▶ **Text shown**:
##########

- Theatrical release poster
- Directed by: Jean Rollin
- Written by: Jean-Claude Benhamou
- Produced by: André Samarcq
- Starring: Yoko; Françoise Blanchard; Brigitte Borghese; André-Richard Volniévy; Jean-Paul Bride; Antonina Laurent; Chokie; Olivier Rollin; Jean-Pierre Bouyxou; Pierre Pattin; Jean-Claude Benhamou; Gérard Landry;
- Cinematography: Claude Bécognée
- Edited by: Janette Kronegger
- Music by: Georges Lartigau
- Production companies: Impex Films; Les Films ABC;
- Distributed by: Cyrile Distribution
- Release date: 24 October 1984 (France);
- Running time: 85 minutes
- Country: France
- Language: French

= The Sidewalks of Bangkok =

Les trottoirs de Bangkok (The Sidewalks of Bangkok, also known as Bangkok Interdit) is a 1984 French erotic thriller film directed by Jean Rollin. The film was inspired by the 1932 Boris Karloff film The Mask of Fu Manchu. The film was released in France on 24 October 1984 by Cyrile Distribution.
Hubert Toyot worked as a cameraman in this film.

In contrast to Rollin's usual themes of vampires, dream-like atmosphere and crumbling châteaus, Les Trottoirs des Bangkok mixes themes of adventure, crime and mystery with comic book dialogue, while still featuring naked women and sex, which his films were known for.

##########

▶ **Material provided**:
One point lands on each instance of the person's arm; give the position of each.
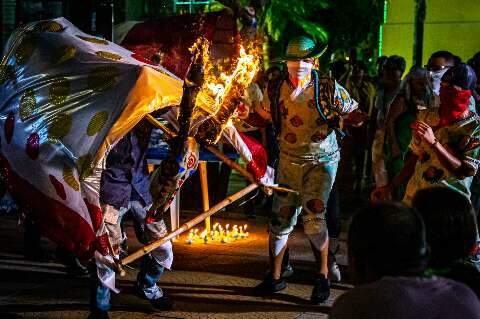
(385, 192)
(407, 171)
(451, 162)
(396, 109)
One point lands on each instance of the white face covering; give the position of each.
(437, 79)
(299, 69)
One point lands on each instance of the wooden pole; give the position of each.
(192, 223)
(202, 166)
(232, 164)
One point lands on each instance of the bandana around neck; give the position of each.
(453, 104)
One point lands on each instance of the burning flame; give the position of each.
(218, 234)
(222, 83)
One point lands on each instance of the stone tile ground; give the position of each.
(208, 281)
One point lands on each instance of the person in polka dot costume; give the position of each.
(309, 156)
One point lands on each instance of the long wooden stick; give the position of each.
(200, 218)
(202, 168)
(224, 158)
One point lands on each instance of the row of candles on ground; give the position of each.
(218, 233)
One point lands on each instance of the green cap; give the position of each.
(302, 48)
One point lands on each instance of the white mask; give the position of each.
(437, 79)
(303, 70)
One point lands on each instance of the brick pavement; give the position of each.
(208, 281)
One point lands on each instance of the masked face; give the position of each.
(437, 79)
(299, 70)
(453, 103)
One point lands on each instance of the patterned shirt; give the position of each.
(304, 133)
(462, 138)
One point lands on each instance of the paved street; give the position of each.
(208, 281)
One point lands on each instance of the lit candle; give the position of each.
(235, 232)
(242, 234)
(190, 237)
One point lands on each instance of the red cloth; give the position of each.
(258, 165)
(453, 104)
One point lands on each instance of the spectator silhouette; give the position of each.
(451, 230)
(388, 256)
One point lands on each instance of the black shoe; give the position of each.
(163, 303)
(269, 286)
(287, 271)
(98, 314)
(321, 290)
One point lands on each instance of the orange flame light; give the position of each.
(218, 234)
(223, 84)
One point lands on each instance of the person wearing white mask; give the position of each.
(306, 108)
(438, 63)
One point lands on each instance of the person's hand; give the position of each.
(356, 118)
(243, 111)
(396, 151)
(381, 193)
(423, 131)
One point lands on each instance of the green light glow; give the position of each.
(385, 9)
(380, 31)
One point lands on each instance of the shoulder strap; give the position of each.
(325, 100)
(273, 91)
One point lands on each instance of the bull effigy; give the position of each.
(67, 99)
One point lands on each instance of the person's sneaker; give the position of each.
(98, 314)
(156, 296)
(269, 286)
(287, 269)
(76, 269)
(334, 273)
(321, 290)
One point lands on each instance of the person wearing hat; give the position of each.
(306, 108)
(445, 153)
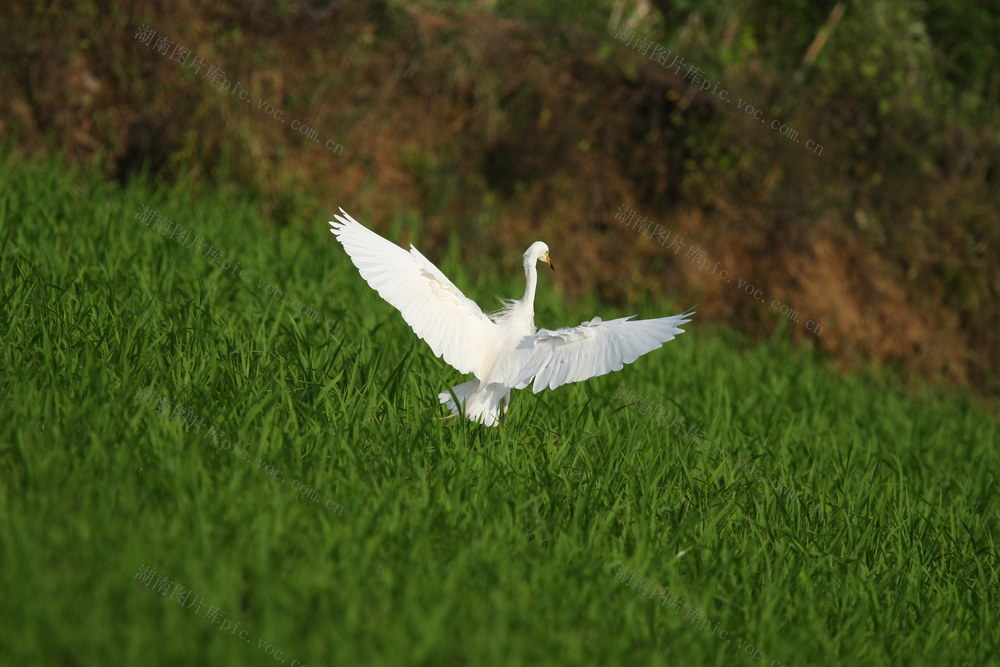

##########

According to the article about The Sidewalks of Bangkok, which 1932 film inspired it? Rely only on the article about The Sidewalks of Bangkok.

The Boris Karloff film The Mask of Fu Manchu.